TEXT SHOWN:
<<<<

Merck KGaA recently announced an alliance with Nano Terra LLC, a leading nanotechnology co-development company, designed to bring to market innovative, nanotechnology-based products and solutions.
Under the agreement, Nano Terra will develop solutions with Merck to create new physical properties in specialty chemicals, currently manufactured and sold by Merck. These new properties are made possible through nano-scale, molecular fabrication methods pioneered by Nano Terra and its Co-Founder, Professor George M. Whitesides of Harvard University. The new solutions will allow Merck’s proprietary materials to be used with significantly greater precision and control, and allow for new applications at reduced economic levels never before possible.
The development work will be done primarily at Nano Terra’s lab facilities in Cambridge, with close cooperation of a Merck scientific team. Local support for the alliance will be provided by EMD Chemicals, Merck’s North American affiliate.
The two companies anticipate that first new solutions will be presented to Merck customers by early 2008. The partners will share commercialization rights on a global basis. Financial terms of the agreement were not disclosed.
“Merck is a world leader in research-driven pharmaceutical and chemical products, and the goal of this alliance is to work with them to develop innovative nanotechnology solutions that dramatically expand the addressable markets for their materials,” said Carmichael Roberts, Vice Chairman of Nano Terra. “We are very proud to have been selected by them because of our scientific capabilities.”
Dr. Thomas Geelhaar, Vice President Liquid Crystals R&D and Business Development Chemicals of Merck KGaA, added: “We have long been fascinated by the sciences originally developed by Professor George Whitesides of Harvard and, through his association with Nano Terra, we look forward to being amongst the first to commercialize these innovations with them.” In 2006, Merck bestowed on Professor Whitesides the prestigious Emanuel Merck Lectureship prize.

>>>>

DATASET EXTRACT:
<<<<

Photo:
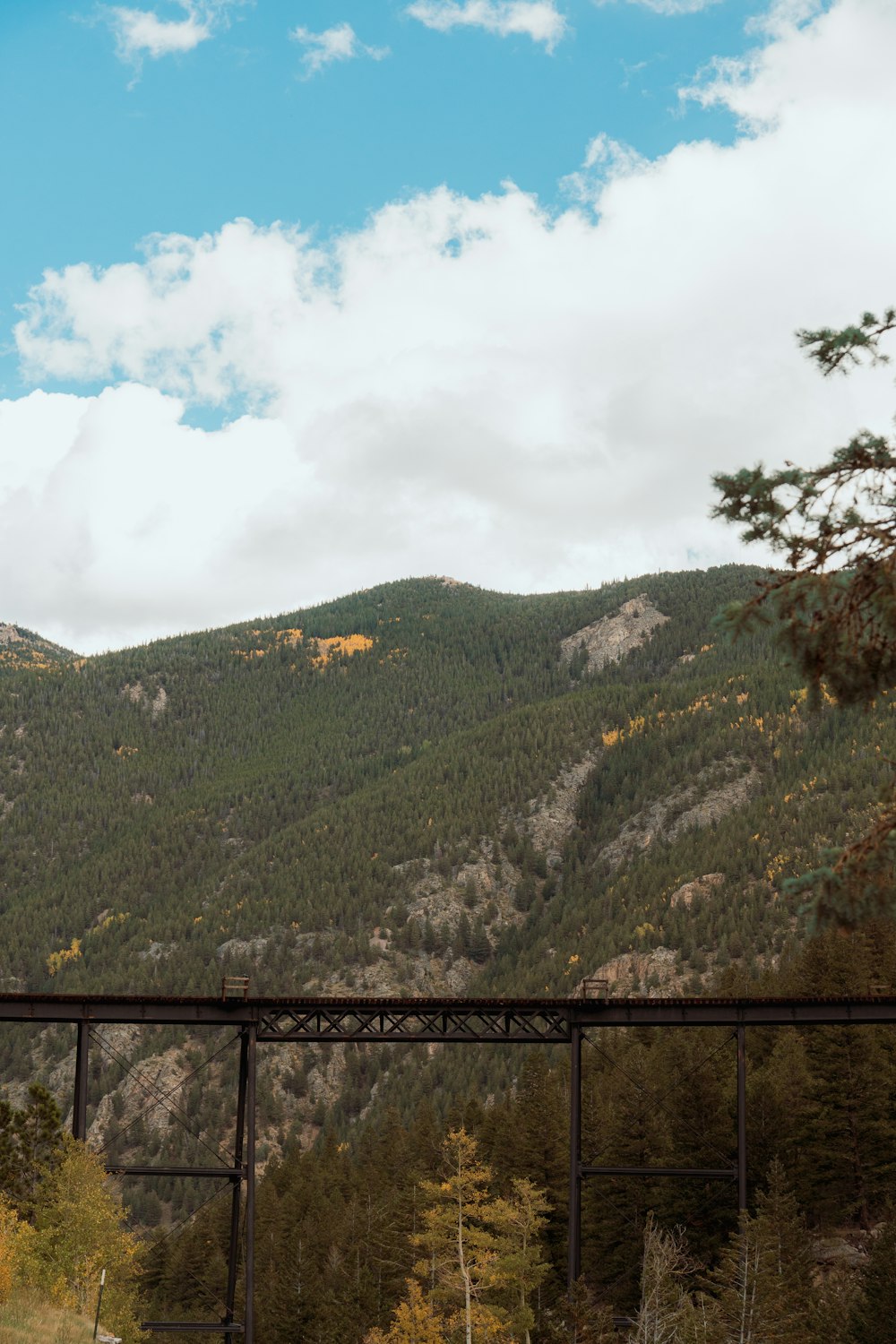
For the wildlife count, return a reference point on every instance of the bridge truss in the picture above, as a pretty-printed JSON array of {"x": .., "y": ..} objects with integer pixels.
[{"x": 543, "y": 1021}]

>>>>
<<<<

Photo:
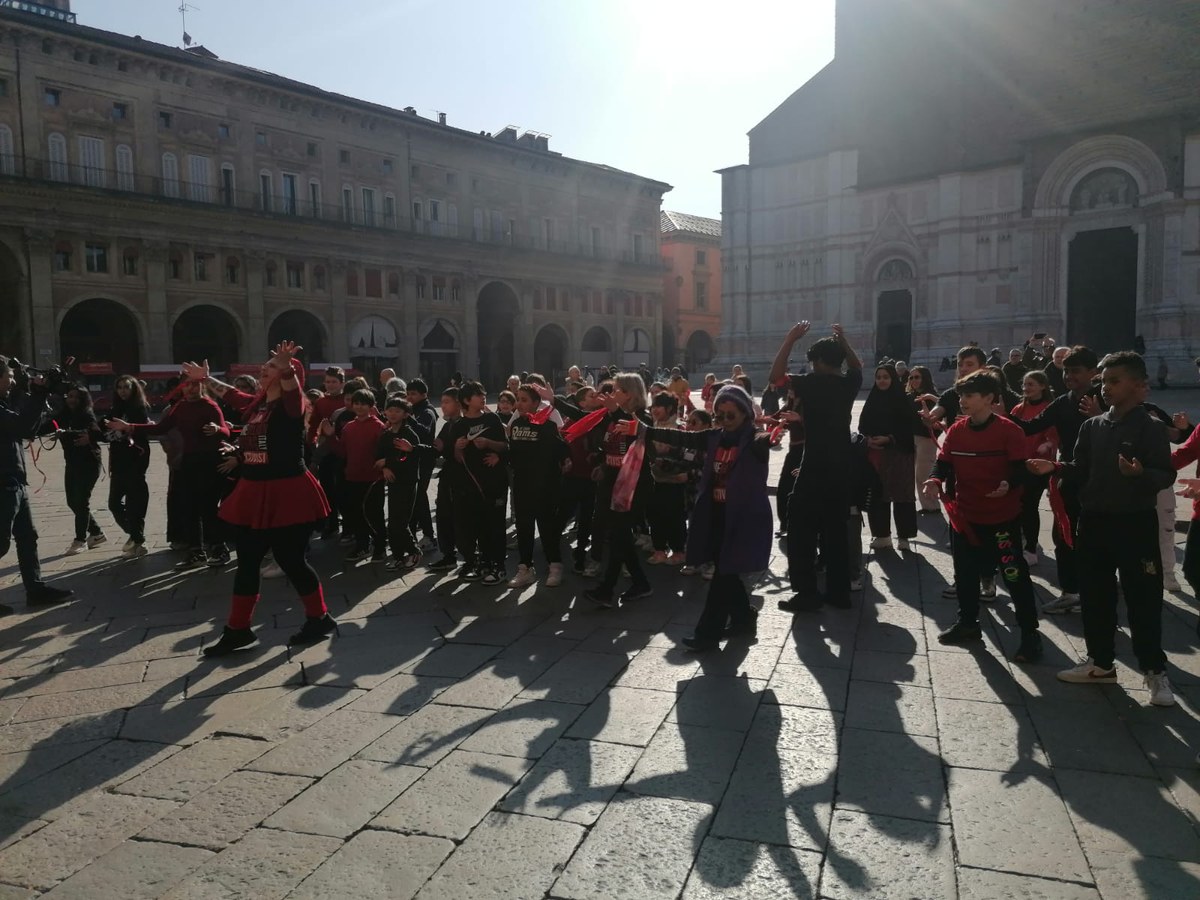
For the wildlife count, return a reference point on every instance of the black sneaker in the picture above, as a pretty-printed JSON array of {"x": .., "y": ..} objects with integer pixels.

>>>>

ASSIGNED TASK A: In the text on the Merck and Nano Terra alliance, substitute "specialty materials" for "specialty chemicals" and write out the passage again, beginning at the words "Merck KGaA recently" and stopping after "never before possible.".
ASSIGNED TASK B: According to the text on the Merck and Nano Terra alliance, where will the development work be done primarily?
The records come from a different source than the text.

RESULT A:
Merck KGaA recently announced an alliance with Nano Terra LLC, a leading nanotechnology co-development company, designed to bring to market innovative, nanotechnology-based products and solutions.
Under the agreement, Nano Terra will develop solutions with Merck to create new physical properties in specialty materials, currently manufactured and sold by Merck. These new properties are made possible through nano-scale, molecular fabrication methods pioneered by Nano Terra and its Co-Founder, Professor George M. Whitesides of Harvard University. The new solutions will allow Merck’s proprietary materials to be used with significantly greater precision and control, and allow for new applications at reduced economic levels never before possible.

RESULT B: At Nano Terra's lab facilities in Cambridge.